▶ Verilen Görev
Pamukkale metninin "Paraşütü de deneyin" ile başlayıp "iz bırakıyor seyahatimizde." ile biten kısmını, "unutulmaz" yerine "eşsiz" koyarak düzenleyin ve yeniden yazın.

Kleopatra burada da var
Balayını topraklarımızda yapmış olması sebebiyle pek çok yerde Mısır Kraliçesi Kleopatra’nın adıyla anılan kumsallar, kıyılar, hamamlar vardır; duymuşsunuzdur. İşte bunlar gibi bir Kleopatra Havuzu da Pamukkale’de var, diğer adıyla Antik Havuz. Belgelenemese de yüzyıllar önce bu havuzun, bölgede meydana gelen depremlerin yol açtığı çukura dolan şifalı sularla oluştuğu söyleniyor… Buradaki termal suların özellikle kalp-damar sertliğine, romatizmal, dermatolojik ve gözle ilgili hastalıklara da iyi geldiği söyleniyor. Bu arada yılda 2 milyon turist ağırlayan Pamukkale’ye günübirlik değil de konaklamalı, katma değerli turist çekebilmek ve farkındalık yaratmak için Denizli Genç İş İnsanları Derneği (DEGİAD) ‘Pamukkale’de Dönüşüm Seninle Başlıyor’ isimli bir yarışma düzenlemiş. Türkiye’nin her yerinden 51 proje başvurmuş. DEGİAD’ın mimar üyelerinden oluşan bir çalışma grubu, yarışmaya katılan fikirler arasından 44 bin metrekarelik Pamukkale Köyü’nü baştan aşağı yenileyecek tavsiye niteliğinde bir proje ortaya çıkarmış.
Paraşütü de deneyin
Bölgede uzun konaklamayı kalıcı olarak arttırmak için birkaç yıldır hayata geçirilen sıcak hava balonu ve yamaç paraşütü etkinlikleri de çok favori. Dantel gibi bembeyaz Pamukkale’nin üzerinden balonla da paraşütle de uçmak unutulmaz bir iz bırakıyor seyahatimizde.

Dış hat etiketleme satırları
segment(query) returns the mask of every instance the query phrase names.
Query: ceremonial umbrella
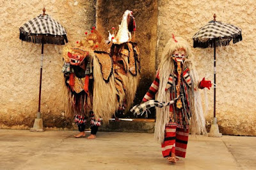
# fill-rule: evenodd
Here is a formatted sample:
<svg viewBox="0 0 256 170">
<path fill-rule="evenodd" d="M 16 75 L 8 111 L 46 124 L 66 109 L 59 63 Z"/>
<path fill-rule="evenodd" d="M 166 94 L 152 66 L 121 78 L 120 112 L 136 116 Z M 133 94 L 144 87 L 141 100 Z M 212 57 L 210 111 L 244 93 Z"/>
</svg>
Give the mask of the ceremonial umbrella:
<svg viewBox="0 0 256 170">
<path fill-rule="evenodd" d="M 214 125 L 217 125 L 217 120 L 216 118 L 216 48 L 218 46 L 226 46 L 229 45 L 232 40 L 233 40 L 233 43 L 236 43 L 241 41 L 243 38 L 242 30 L 240 28 L 232 24 L 216 21 L 215 14 L 213 17 L 214 20 L 210 21 L 207 24 L 201 27 L 193 36 L 193 39 L 194 48 L 214 48 L 214 124 L 215 123 Z"/>
<path fill-rule="evenodd" d="M 42 43 L 38 112 L 34 123 L 34 127 L 31 129 L 31 131 L 35 132 L 44 131 L 40 112 L 44 44 L 64 45 L 65 41 L 66 43 L 68 42 L 67 32 L 65 28 L 49 15 L 45 14 L 45 9 L 44 8 L 43 12 L 44 13 L 42 15 L 40 15 L 38 17 L 28 21 L 20 27 L 20 39 L 21 40 Z"/>
</svg>

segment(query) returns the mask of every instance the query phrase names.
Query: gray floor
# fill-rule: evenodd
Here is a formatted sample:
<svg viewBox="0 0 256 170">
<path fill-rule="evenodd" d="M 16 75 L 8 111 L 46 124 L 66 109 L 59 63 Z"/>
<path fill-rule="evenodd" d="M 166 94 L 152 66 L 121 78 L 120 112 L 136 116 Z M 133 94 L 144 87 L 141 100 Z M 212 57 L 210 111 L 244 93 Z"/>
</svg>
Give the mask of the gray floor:
<svg viewBox="0 0 256 170">
<path fill-rule="evenodd" d="M 0 130 L 0 169 L 256 169 L 255 137 L 189 137 L 186 158 L 170 164 L 152 134 L 77 132 Z"/>
</svg>

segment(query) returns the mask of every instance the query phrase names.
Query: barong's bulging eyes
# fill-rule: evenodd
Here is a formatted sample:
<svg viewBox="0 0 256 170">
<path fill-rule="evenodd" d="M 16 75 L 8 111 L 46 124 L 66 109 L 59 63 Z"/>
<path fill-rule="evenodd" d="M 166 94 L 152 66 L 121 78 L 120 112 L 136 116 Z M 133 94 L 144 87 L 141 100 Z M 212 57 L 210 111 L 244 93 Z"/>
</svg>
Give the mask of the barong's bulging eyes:
<svg viewBox="0 0 256 170">
<path fill-rule="evenodd" d="M 176 50 L 172 54 L 173 59 L 176 62 L 183 62 L 185 60 L 186 51 L 183 49 Z"/>
</svg>

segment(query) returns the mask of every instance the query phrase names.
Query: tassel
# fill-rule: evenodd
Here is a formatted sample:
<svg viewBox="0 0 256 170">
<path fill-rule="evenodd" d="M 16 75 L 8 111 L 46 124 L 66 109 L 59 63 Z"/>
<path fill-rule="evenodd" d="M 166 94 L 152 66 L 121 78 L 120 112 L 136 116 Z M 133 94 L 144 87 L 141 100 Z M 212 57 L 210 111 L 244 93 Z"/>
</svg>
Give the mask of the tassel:
<svg viewBox="0 0 256 170">
<path fill-rule="evenodd" d="M 75 85 L 74 73 L 70 73 L 69 75 L 69 86 L 73 86 Z"/>
<path fill-rule="evenodd" d="M 87 94 L 89 93 L 89 75 L 85 75 L 84 90 Z"/>
</svg>

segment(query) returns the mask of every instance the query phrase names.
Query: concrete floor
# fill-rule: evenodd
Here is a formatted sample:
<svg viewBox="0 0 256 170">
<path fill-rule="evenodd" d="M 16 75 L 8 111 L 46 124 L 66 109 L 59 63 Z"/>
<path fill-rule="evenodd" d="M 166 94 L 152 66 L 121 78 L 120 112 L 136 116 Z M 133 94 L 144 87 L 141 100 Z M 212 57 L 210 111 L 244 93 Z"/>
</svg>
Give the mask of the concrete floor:
<svg viewBox="0 0 256 170">
<path fill-rule="evenodd" d="M 187 157 L 170 164 L 152 134 L 77 132 L 0 130 L 0 169 L 256 169 L 256 137 L 189 137 Z"/>
</svg>

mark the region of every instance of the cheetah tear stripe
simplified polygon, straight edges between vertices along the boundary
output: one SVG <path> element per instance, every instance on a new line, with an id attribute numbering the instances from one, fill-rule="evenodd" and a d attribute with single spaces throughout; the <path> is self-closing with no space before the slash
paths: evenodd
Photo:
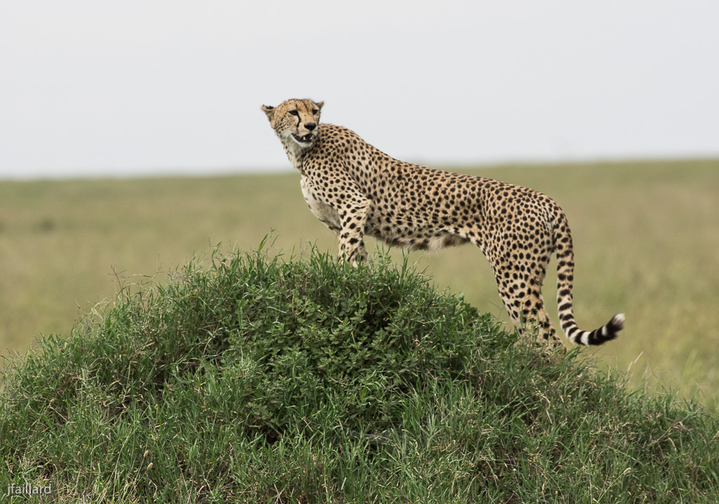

▶ Alıştırma Çıktısı
Paraşütü de deneyin
Bölgede uzun konaklamayı kalıcı olarak arttırmak için birkaç yıldır hayata geçirilen sıcak hava balonu ve yamaç paraşütü etkinlikleri de çok favori. Dantel gibi bembeyaz Pamukkale’nin üzerinden balonla da paraşütle de uçmak eşsiz bir iz bırakıyor seyahatimizde.